EXERCISE DETAILS — Every line from the line containing "strip. We're using it for model evaluation." through the final line of the data is to be printed exactly; no other line is to appear.

------ SOURCE RECORDS ------

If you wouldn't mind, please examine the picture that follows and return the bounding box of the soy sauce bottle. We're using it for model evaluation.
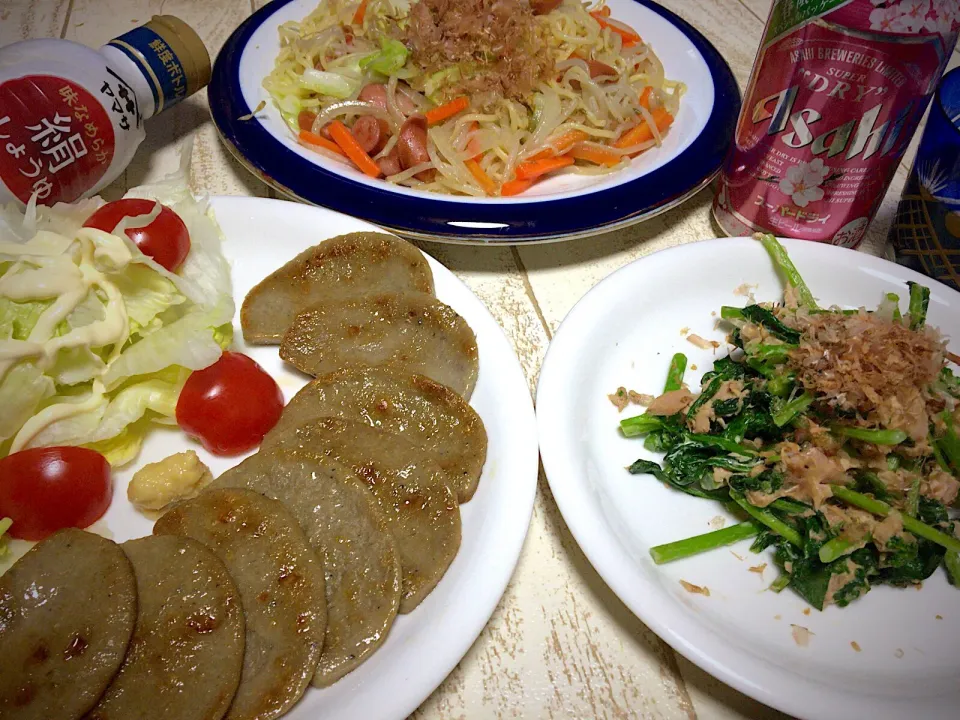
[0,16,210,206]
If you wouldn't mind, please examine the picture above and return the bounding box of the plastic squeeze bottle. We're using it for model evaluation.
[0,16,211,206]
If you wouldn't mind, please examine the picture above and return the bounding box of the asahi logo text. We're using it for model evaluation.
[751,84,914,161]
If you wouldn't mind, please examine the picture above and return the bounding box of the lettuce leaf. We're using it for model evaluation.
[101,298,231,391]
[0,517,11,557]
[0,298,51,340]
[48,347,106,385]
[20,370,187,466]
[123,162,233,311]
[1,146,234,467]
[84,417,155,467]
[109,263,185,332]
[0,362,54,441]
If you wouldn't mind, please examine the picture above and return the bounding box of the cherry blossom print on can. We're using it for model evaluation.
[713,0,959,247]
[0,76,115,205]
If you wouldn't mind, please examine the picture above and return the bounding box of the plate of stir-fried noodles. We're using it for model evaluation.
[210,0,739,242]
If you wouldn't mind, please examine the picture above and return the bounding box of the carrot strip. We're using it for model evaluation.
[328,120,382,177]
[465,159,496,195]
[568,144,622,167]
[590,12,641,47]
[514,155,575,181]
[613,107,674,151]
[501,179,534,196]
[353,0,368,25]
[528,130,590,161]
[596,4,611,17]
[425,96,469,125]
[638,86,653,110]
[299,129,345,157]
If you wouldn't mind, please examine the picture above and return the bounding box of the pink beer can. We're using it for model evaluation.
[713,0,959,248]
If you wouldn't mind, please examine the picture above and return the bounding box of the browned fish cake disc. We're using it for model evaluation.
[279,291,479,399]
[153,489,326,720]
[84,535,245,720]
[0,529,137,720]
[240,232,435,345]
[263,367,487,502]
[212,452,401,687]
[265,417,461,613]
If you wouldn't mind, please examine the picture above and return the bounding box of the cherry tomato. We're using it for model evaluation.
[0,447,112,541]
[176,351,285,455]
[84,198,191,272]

------

TASK RESPONSE —
If you wouldn't mind, please examine the picture above and return the bounding box of the carrot strip. We're using it for model evaluation.
[328,120,382,177]
[465,159,496,195]
[568,144,622,167]
[590,12,641,47]
[514,155,575,181]
[613,107,674,151]
[501,179,534,196]
[353,0,368,25]
[528,130,590,161]
[596,4,611,17]
[425,96,469,125]
[638,86,653,110]
[299,129,345,157]
If you wouldn't mind, please examine the picture above and return the bounding box of the pink beer can. We're using it for model evaluation.
[713,0,959,248]
If you wouldn't mind, please examine the picture above and return the bounding box of the browned fish cake disc. We're using it for model evaluation.
[279,291,479,399]
[153,489,326,720]
[84,535,245,720]
[0,529,137,720]
[240,232,435,345]
[263,367,487,502]
[212,452,401,687]
[265,417,461,613]
If you wouldn't mind, please examine the picture above and return the bounding box of the cherry tomato. We're using it for model evaluation.
[0,447,112,541]
[176,351,285,455]
[84,198,191,272]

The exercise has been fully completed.